Stated problem A:
Answer these questions using the Mo' Hits Records article below, one answer per line, marked as the questions are:
(i) Who was the label's first signed artist?
(ii) What was the first album the label released, and in what year?
(iii) Which award did Don Jazzy win in 2007?

Excerpt to read:
——
- Founded: 2004
- Founder: Don Jazzy D'banj
- Genre: Afrobeat
- Country of origin: Nigeria
- Official website: www.mohitsrecords.com

= Mo' Hits Records =

Nigerian record label

Mo'Hits Records (popularly called Mo'Hits) was a Nigerian record label founded in 2004 and jointly owned by D'banj and Don Jazzy. Don Jazzy was the CEO/President of the label and D'banj was its co-owner and first signed artist. The label was home to other artists such as Wande Coal, Dr SID, D'Prince, and K-Switch.

==History==
Founded in 2004, the first album released by the label was D'banj's No Long Thing in 2005. Other albums are Rundown & The Entertainer (D'banj), Mushin2Mohits (Wande Coal) & Turning Point (Dr SID). The label has also released a compilation album called Mo'Hits All Stars. Don Jazzy has won various accolades including Nigeria Music Awards (NMA) Producer of the Year in 2006, and Nigeria Entertainment Awards Music Producer of the Year in 2007.
——
Input material:
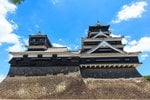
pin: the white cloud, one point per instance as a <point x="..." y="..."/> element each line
<point x="131" y="11"/>
<point x="54" y="2"/>
<point x="7" y="27"/>
<point x="138" y="45"/>
<point x="2" y="77"/>
<point x="144" y="56"/>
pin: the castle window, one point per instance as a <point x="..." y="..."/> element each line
<point x="54" y="55"/>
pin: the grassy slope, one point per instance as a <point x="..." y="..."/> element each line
<point x="73" y="86"/>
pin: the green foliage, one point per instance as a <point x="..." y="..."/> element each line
<point x="147" y="77"/>
<point x="16" y="1"/>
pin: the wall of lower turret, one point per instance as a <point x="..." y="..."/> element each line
<point x="41" y="71"/>
<point x="110" y="73"/>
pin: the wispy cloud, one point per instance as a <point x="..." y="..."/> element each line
<point x="2" y="77"/>
<point x="7" y="27"/>
<point x="54" y="2"/>
<point x="134" y="10"/>
<point x="138" y="45"/>
<point x="144" y="56"/>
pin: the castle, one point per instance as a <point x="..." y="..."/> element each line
<point x="101" y="56"/>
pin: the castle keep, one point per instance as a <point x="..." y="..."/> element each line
<point x="101" y="56"/>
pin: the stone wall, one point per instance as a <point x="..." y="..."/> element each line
<point x="41" y="71"/>
<point x="110" y="73"/>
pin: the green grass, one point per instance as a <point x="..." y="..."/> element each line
<point x="147" y="77"/>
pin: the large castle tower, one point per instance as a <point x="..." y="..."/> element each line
<point x="102" y="56"/>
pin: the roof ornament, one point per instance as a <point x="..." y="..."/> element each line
<point x="39" y="33"/>
<point x="98" y="23"/>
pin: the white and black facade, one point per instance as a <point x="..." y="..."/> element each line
<point x="101" y="56"/>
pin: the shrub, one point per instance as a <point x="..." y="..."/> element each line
<point x="147" y="77"/>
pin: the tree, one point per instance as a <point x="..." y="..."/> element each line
<point x="16" y="1"/>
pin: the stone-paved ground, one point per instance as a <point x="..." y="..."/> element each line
<point x="73" y="87"/>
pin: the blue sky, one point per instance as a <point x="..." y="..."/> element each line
<point x="66" y="21"/>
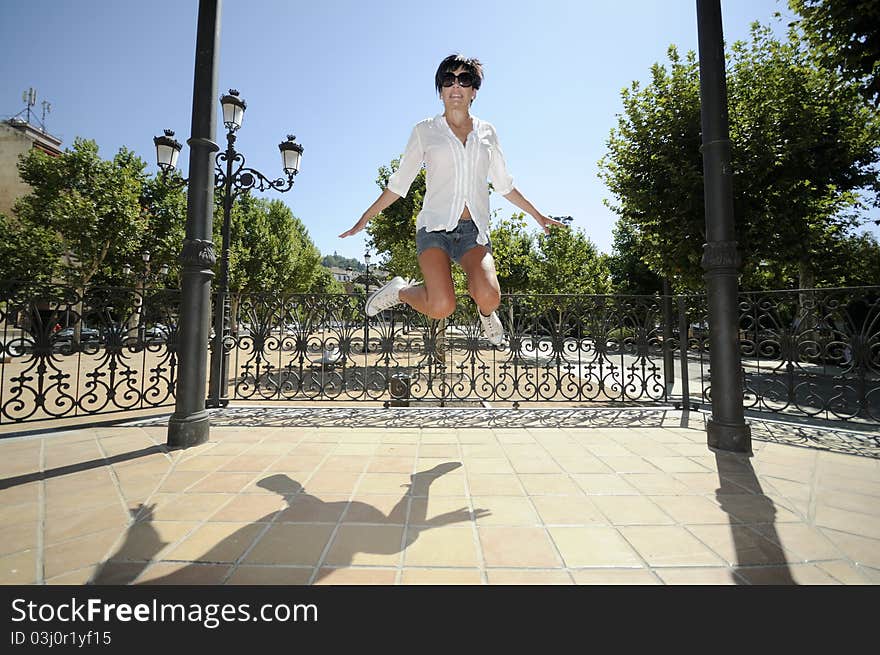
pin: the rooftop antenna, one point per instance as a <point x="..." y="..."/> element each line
<point x="29" y="97"/>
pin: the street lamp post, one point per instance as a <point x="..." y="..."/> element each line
<point x="233" y="179"/>
<point x="367" y="295"/>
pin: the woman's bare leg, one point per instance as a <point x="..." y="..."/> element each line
<point x="435" y="297"/>
<point x="483" y="287"/>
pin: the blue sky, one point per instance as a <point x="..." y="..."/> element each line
<point x="350" y="78"/>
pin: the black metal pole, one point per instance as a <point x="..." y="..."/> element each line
<point x="668" y="354"/>
<point x="727" y="429"/>
<point x="367" y="318"/>
<point x="189" y="424"/>
<point x="218" y="384"/>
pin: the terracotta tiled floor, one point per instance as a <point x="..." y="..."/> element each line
<point x="644" y="502"/>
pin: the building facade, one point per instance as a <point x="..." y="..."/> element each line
<point x="18" y="137"/>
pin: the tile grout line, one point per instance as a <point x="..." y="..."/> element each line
<point x="198" y="524"/>
<point x="475" y="532"/>
<point x="401" y="562"/>
<point x="42" y="498"/>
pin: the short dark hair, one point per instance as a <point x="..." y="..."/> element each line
<point x="471" y="64"/>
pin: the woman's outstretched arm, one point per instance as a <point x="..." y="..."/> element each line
<point x="382" y="203"/>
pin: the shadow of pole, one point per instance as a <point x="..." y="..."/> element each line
<point x="735" y="474"/>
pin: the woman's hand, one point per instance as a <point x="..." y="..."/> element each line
<point x="545" y="222"/>
<point x="357" y="227"/>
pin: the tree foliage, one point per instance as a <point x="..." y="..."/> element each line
<point x="28" y="252"/>
<point x="629" y="273"/>
<point x="803" y="150"/>
<point x="93" y="205"/>
<point x="270" y="251"/>
<point x="845" y="35"/>
<point x="342" y="262"/>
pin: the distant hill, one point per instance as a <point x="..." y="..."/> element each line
<point x="342" y="262"/>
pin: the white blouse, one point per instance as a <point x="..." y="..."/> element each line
<point x="455" y="174"/>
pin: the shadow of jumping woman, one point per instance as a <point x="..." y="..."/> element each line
<point x="143" y="539"/>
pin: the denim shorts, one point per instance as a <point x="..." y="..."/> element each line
<point x="455" y="243"/>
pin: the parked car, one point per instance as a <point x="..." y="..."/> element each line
<point x="157" y="333"/>
<point x="62" y="340"/>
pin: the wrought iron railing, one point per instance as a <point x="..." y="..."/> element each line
<point x="813" y="353"/>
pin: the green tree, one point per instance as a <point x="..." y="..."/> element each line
<point x="803" y="154"/>
<point x="629" y="273"/>
<point x="28" y="252"/>
<point x="567" y="262"/>
<point x="93" y="205"/>
<point x="844" y="34"/>
<point x="513" y="249"/>
<point x="270" y="249"/>
<point x="654" y="169"/>
<point x="342" y="262"/>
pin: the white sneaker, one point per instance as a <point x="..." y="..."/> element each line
<point x="492" y="328"/>
<point x="385" y="297"/>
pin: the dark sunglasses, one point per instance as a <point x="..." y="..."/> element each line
<point x="464" y="79"/>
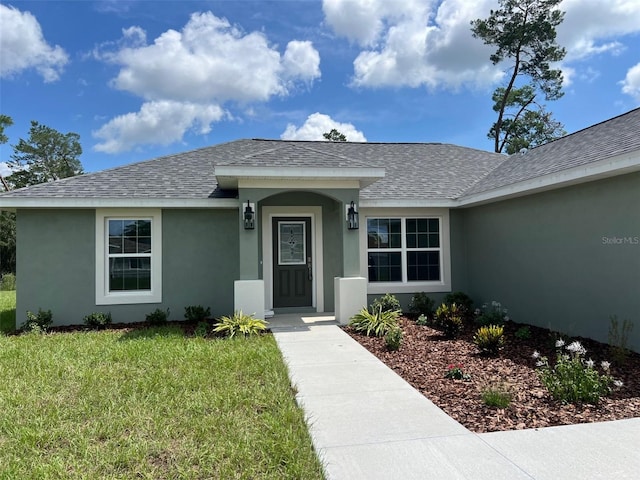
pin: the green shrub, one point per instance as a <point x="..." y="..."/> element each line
<point x="376" y="323"/>
<point x="496" y="396"/>
<point x="448" y="318"/>
<point x="421" y="304"/>
<point x="462" y="300"/>
<point x="97" y="320"/>
<point x="455" y="372"/>
<point x="491" y="314"/>
<point x="490" y="339"/>
<point x="239" y="322"/>
<point x="387" y="303"/>
<point x="393" y="338"/>
<point x="619" y="339"/>
<point x="8" y="282"/>
<point x="38" y="322"/>
<point x="523" y="333"/>
<point x="196" y="313"/>
<point x="157" y="317"/>
<point x="573" y="379"/>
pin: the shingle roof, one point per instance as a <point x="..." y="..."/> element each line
<point x="413" y="171"/>
<point x="602" y="141"/>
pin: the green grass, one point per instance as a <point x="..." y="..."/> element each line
<point x="7" y="311"/>
<point x="149" y="404"/>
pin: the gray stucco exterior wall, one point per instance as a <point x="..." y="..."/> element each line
<point x="566" y="259"/>
<point x="55" y="261"/>
<point x="56" y="264"/>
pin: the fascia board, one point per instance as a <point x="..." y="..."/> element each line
<point x="227" y="176"/>
<point x="13" y="203"/>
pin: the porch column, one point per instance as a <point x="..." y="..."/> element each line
<point x="350" y="290"/>
<point x="249" y="289"/>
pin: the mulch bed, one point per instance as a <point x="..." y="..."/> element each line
<point x="425" y="356"/>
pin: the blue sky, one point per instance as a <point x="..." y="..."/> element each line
<point x="142" y="79"/>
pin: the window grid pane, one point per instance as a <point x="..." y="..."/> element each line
<point x="423" y="266"/>
<point x="129" y="255"/>
<point x="385" y="267"/>
<point x="391" y="261"/>
<point x="384" y="232"/>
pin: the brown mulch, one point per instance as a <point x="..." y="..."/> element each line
<point x="425" y="356"/>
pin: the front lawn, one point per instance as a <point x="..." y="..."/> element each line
<point x="7" y="311"/>
<point x="149" y="403"/>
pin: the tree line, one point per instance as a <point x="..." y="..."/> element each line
<point x="523" y="32"/>
<point x="46" y="155"/>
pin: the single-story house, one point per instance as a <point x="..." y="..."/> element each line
<point x="265" y="226"/>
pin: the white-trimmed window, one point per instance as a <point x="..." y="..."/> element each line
<point x="128" y="256"/>
<point x="407" y="253"/>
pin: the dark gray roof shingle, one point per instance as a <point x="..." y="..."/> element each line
<point x="602" y="141"/>
<point x="413" y="171"/>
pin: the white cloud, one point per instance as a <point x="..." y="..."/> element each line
<point x="4" y="169"/>
<point x="158" y="122"/>
<point x="415" y="43"/>
<point x="429" y="43"/>
<point x="631" y="83"/>
<point x="210" y="60"/>
<point x="22" y="46"/>
<point x="319" y="123"/>
<point x="301" y="61"/>
<point x="192" y="73"/>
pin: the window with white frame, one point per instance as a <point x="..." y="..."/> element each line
<point x="404" y="249"/>
<point x="128" y="256"/>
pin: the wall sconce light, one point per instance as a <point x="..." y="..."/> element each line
<point x="249" y="216"/>
<point x="352" y="217"/>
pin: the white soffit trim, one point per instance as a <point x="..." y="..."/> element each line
<point x="408" y="203"/>
<point x="229" y="176"/>
<point x="42" y="202"/>
<point x="296" y="183"/>
<point x="610" y="167"/>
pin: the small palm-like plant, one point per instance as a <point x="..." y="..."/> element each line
<point x="376" y="323"/>
<point x="489" y="339"/>
<point x="240" y="323"/>
<point x="448" y="318"/>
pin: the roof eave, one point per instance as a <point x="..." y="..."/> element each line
<point x="610" y="167"/>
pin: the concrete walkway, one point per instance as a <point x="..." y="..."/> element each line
<point x="368" y="423"/>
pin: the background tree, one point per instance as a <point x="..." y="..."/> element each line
<point x="47" y="155"/>
<point x="335" y="136"/>
<point x="524" y="32"/>
<point x="7" y="219"/>
<point x="5" y="121"/>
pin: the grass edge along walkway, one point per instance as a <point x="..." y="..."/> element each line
<point x="149" y="403"/>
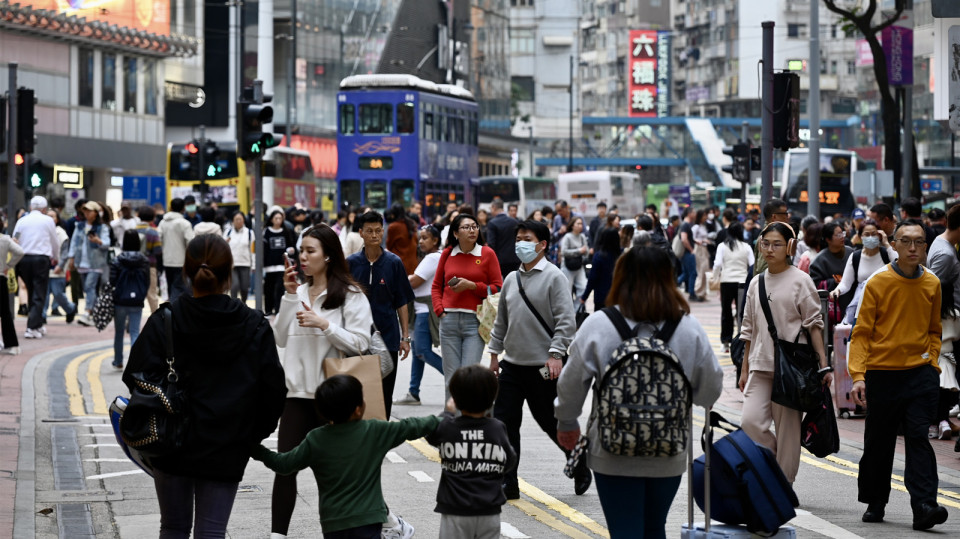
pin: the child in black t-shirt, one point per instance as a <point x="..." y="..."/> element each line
<point x="475" y="453"/>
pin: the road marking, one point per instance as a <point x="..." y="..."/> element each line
<point x="393" y="457"/>
<point x="548" y="519"/>
<point x="72" y="379"/>
<point x="115" y="474"/>
<point x="420" y="476"/>
<point x="510" y="532"/>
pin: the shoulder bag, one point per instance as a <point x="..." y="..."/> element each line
<point x="796" y="382"/>
<point x="156" y="420"/>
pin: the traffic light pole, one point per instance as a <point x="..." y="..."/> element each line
<point x="11" y="149"/>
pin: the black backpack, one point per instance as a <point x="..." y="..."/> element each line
<point x="643" y="397"/>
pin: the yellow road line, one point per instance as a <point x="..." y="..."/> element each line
<point x="549" y="501"/>
<point x="72" y="380"/>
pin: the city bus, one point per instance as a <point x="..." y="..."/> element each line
<point x="402" y="139"/>
<point x="837" y="168"/>
<point x="528" y="193"/>
<point x="231" y="188"/>
<point x="584" y="190"/>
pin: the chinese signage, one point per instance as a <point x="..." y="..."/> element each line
<point x="898" y="49"/>
<point x="152" y="16"/>
<point x="649" y="73"/>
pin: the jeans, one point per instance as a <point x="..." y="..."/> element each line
<point x="91" y="283"/>
<point x="689" y="263"/>
<point x="122" y="314"/>
<point x="180" y="496"/>
<point x="58" y="295"/>
<point x="422" y="353"/>
<point x="460" y="343"/>
<point x="636" y="507"/>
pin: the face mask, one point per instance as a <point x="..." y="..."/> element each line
<point x="526" y="251"/>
——
Stated problem B:
List every line of the entries above that contains the string "road". Case counts.

Result A:
(i) D'banj
(ii) No Long Thing, released in 2005
(iii) Nigeria Entertainment Awards Music Producer of the Year

Result B:
pin: the road marking, one point per instance as a <point x="..." y="..."/> element each line
pin: the yellow road line, one point per instance as a <point x="..." y="..."/> element each line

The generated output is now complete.